■ Quoted passage
MEM/HANG: cuda out of memory

nankezi commented 7 years ago

hello, I used mxnet faster rcnn to train my own data (about 800 images)with alternative training, but it raised "out of memory" after rpn training . I used GTX 1080 and TITAN X, all failed.

ijkguo commented 7 years ago

Can you describe how out of memory happened? slowly climbed to max or exploded?

nankezi commented 7 years ago

When training rpn, it's ok, after that, generating detection , the memory usage began increasing quickly and exploded . It was very strange , sometimes it's ok and sometimes it raised "out of memory". mxnet.base.MXNetError: [21:45:16] src/storage/./pooled_storage_manager.h:79: cudaMalloc failed: out of memory. I have another problem . I used your new version with multi-gpu , training rpn was ok , when generating detection , it raised "AssertionError".

ijkguo commented 7 years ago

For the first problem, tune the environment variable MXNET_GPU_MEM_POOL_RESERVE. c.f. http://mxnet.io/how_to/env_var.html For the second problem, can you provide more detailed error message?

nankezi commented 7 years ago

@precedenceguo Traceback (most recent call last): File "train_alternate.py", line 101, in main() File "train_alternate.py", line 98, in main alternate_train(args, ctx, args.pretrained, args.epoch, args.rpn_epoch, args.rcnn_epoch) File "train_alternate.py", line 31, in alternate_train test_rpn(args, ctx[0], 'model/rpn1', rpn_epoch) File "/media/D/mx-rcnn/rcnn/tools/test_rpn.py", line 46, in test_rpn test_data=test_data, arg_params=arg_params, aux_params=aux_params) File "/media/D/mx-rcnn/rcnn/core/tester.py", line 20, in init self._mod.bind(test_data.provide_data, test_data.provide_label, for_training=False) File "/media/D/mx-rcnn/rcnn/core/module.py", line 137, in bind force_rebind=False, shared_module=None) File "/usr/local/lib/python2.7/dist-packages/mxnet-0.7.0-py2.7.egg/mxnet/module/module.py", line 263, in bind layout_mapper=self.layout_mapper) File "/usr/local/lib/python2.7/dist-packages/mxnet-0.7.0-py2.7.egg/mxnet/module/executor_group.py", line 154, in init self.label_layouts = self.decide_slices(label_shapes) File "/usr/local/lib/python2.7/dist-packages/mxnet-0.7.0-py2.7.egg/mxnet/module/executor_group.py", line 168, in decide_slices assert len(data_shapes) > 0 AssertionError Thanks very much.

■ Brief 1
According to the thread, which environment variable is recommended for tuning to fix the first out-of-memory problem?
■ Brief 2
Extract the passage of the thread between "hello, I used" and "X, all failed.", inclusive.

■ Supplied material
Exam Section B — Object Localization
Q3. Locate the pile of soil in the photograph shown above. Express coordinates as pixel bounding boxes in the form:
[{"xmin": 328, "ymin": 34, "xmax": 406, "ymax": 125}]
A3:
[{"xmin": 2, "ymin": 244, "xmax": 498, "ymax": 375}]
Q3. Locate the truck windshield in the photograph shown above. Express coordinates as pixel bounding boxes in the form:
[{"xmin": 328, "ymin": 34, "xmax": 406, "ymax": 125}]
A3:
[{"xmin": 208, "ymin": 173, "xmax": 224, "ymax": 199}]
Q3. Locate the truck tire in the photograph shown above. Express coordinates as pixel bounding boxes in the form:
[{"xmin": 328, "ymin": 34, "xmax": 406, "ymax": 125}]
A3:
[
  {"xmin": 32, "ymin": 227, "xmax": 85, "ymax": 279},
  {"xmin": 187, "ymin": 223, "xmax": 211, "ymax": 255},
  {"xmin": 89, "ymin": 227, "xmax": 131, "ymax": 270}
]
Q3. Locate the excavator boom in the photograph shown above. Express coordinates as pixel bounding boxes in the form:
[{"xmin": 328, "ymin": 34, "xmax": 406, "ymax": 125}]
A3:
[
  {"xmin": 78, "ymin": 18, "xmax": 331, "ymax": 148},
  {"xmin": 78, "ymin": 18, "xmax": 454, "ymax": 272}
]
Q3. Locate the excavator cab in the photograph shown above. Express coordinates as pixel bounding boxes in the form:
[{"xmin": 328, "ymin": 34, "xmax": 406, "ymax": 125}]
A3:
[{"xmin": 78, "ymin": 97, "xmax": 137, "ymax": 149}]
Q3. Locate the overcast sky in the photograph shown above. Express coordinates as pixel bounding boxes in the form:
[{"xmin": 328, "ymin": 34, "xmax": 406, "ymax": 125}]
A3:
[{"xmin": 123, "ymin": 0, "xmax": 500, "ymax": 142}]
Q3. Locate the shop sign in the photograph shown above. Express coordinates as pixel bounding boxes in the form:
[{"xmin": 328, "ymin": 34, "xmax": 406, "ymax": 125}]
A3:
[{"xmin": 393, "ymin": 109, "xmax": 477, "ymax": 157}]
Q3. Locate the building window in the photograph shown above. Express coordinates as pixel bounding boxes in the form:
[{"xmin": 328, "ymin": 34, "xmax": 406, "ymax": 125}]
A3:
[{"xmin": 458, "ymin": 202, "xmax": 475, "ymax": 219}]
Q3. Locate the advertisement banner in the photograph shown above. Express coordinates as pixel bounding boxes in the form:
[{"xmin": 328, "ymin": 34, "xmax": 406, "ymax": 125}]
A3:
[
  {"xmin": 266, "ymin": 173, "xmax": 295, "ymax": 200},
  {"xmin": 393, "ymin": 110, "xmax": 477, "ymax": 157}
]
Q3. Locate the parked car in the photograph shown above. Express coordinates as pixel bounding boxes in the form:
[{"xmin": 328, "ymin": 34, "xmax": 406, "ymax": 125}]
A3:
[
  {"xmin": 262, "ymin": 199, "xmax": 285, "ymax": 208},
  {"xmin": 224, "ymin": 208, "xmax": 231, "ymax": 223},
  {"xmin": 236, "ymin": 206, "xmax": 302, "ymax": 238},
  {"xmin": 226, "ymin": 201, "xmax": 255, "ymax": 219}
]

■ Complete output 1
MXNET_GPU_MEM_POOL_RESERVE

■ Complete output 2
hello, I used mxnet faster rcnn to train my own data (about 800 images)with alternative training, but it raised "out of memory" after rpn training . I used GTX 1080 and TITAN X, all failed.